Compito 1
Secondo il brano, in quale percentuale degli eventi di estinzione studiati le specie aliene invasive sono state l'unico responsabile?
Compito 2
Per favore, estrai dal brano il testo identico all'originale, a partire da "Nell’80% dei casi" e fino a "e West Nile.".
Compito 3
Riassumi il brano in due frasi.

Brano
□ □ □ □

Granchi blu, ma non solo
Spulciando tra i case study del rapporto troviamo anche il nostro paese, citato per un animale che è stato tra i protagonisti assoluti, e indesiderati, di questa estate 2023: il granchio blu. Arrivato nel Mediterraneo dall’Oceano Atlantico all’interno delle acque di zavorra delle grandi navi (o almeno, questa sembra l’ipotesi più probabile), questo crostaceo si è diffuso nelle nostre acque grazie alla sua adattabilità e all’aiuto dei cambiamenti climatici, che stanno rendendo il Mediterraneo sempre più ospitale per specie prevenienti dalle zone calde. Lungo le nostre coste il granchio blu sta provocando danni ingenti per allevatori e pescatori di vongole (di cui pare estremamente ghiotto), e si teme che in futuro possa fare anche di peggio, perché l’appetito di questi animali non sembra fare altro che aumentare al crescere della temperatura delle acque in cui si trova a vivere.
Di esempi simili se ne trovano ovunque. La Nypa fruticans in Nigeria, ad esempio, una palma introdotta intenzionalmente all’inizio del secolo scorso per preservare le coste dall’erosione, che oggi però sta spingendo all’estinzione le mangrovie locali. O il granchio reale rosso (Paralithodes camtschaticus), introdotto nelle acque del Mare di Barents dalla Russia sovietica negli anni ‘60 per aumentare gli introiti della pesca lungo le proprie coste, e poi diffusisi in tutta la zona, a danno delle specie locali e delle tecniche di pesca tradizionali dei pescatori norvegesi (che comunque hanno imparato rapidamente a sfruttare la nuova “armata rossa” che avanza nei loro mari). O ancora, i gamberi di fiume americani in Spagna (Procambarus clarkii), la lumaca spagnola (Arion vulgaris) in Svezia, o le ostriche concave (Crassostrea gigas) in Danimarca. Tutte specie invasive che hanno prodotto enormi danni, sia sul piano della biodiversità, che su quello economico.
Estinzioni
Secondo le stime contenute nel rapporto, le specie aliene invasive (quel 6% delle specie vegetali, 22% degli invertebrati, 14% dei vertebrati e 11% dei microbi che una volta introdotti in un nuovo ecosistema hanno buone chance di riprodursi in modo incontrollato) sono uno dei principali motori globali nei processi di estinzione. Negli eventi di estinzione studiati – infatti – le specie aliene invasive hanno rappresentato un fattore di primo piano in circa il 60% dei casi, e nel 16% l’unico responsabile. In totale, il rapporto documenta oltre 1.200 casi di estinzione di animali e vegetali, riconducibili all’attività di appena 218 specie aliene invasive.
Nell’80% dei casi studiati inoltre l’introduzione di specie aliene invasive in un nuovo ambiente ha prodotto effetti negativi anche per l’uomo, principalmente danneggiando l’industria alimentare. E nell’85% dei casi documentati, questo ha danneggiato anche la qualità di vita degli esseri umani. Sia intaccando la sicurezza alimentare o le attività economiche, sia danneggiando direttamente la salute. Un esempio scontato in questo senso è quello di zanzare come le Aedes albopictus (le zanzare tigre arrivate da tempo anche in Italia) e le Aedes aegyptii, che quando espandono il loro areale portano con sé non solo il loro carico di fastidiose punture, ma anche i microbi che queste possono trasmettere, come i virus Zika e West Nile.

□ □ □ □

Dati in ingresso
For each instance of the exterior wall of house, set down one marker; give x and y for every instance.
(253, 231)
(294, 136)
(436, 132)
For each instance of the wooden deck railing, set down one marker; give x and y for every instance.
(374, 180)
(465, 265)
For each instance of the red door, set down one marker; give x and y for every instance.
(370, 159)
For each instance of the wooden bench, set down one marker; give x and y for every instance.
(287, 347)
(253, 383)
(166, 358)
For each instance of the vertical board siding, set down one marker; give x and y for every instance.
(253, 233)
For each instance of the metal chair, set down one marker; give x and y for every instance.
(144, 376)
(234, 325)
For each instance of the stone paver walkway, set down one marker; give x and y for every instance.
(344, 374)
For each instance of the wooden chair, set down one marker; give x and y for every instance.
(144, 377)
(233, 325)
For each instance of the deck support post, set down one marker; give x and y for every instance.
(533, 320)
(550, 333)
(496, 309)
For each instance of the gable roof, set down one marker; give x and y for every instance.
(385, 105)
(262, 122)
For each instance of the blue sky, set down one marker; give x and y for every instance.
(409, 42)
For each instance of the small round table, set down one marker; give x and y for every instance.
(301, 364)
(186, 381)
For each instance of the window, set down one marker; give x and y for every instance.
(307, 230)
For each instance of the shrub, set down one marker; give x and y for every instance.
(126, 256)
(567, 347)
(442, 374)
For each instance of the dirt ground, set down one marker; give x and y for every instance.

□ □ □ □

Soluzione 1
Nel 16% dei casi.

Soluzione 2
Nell’80% dei casi studiati inoltre l’introduzione di specie aliene invasive in un nuovo ambiente ha prodotto effetti negativi anche per l’uomo, principalmente danneggiando l’industria alimentare. E nell’85% dei casi documentati, questo ha danneggiato anche la qualità di vita degli esseri umani. Sia intaccando la sicurezza alimentare o le attività economiche, sia danneggiando direttamente la salute. Un esempio scontato in questo senso è quello di zanzare come le Aedes albopictus (le zanzare tigre arrivate da tempo anche in Italia) e le Aedes aegyptii, che quando espandono il loro areale portano con sé non solo il loro carico di fastidiose punture, ma anche i microbi che queste possono trasmettere, come i virus Zika e West Nile.

Soluzione 3
Il granchio blu, arrivato nel Mediterraneo probabilmente con le acque di zavorra delle navi e favorito dai cambiamenti climatici, sta causando danni ingenti agli allevatori e ai pescatori di vongole lungo le coste italiane. Secondo il rapporto, le specie aliene invasive sono uno dei principali motori globali di estinzione, con oltre 1.200 casi documentati, e spesso danneggiano anche l'uomo, dall'industria alimentare alla salute.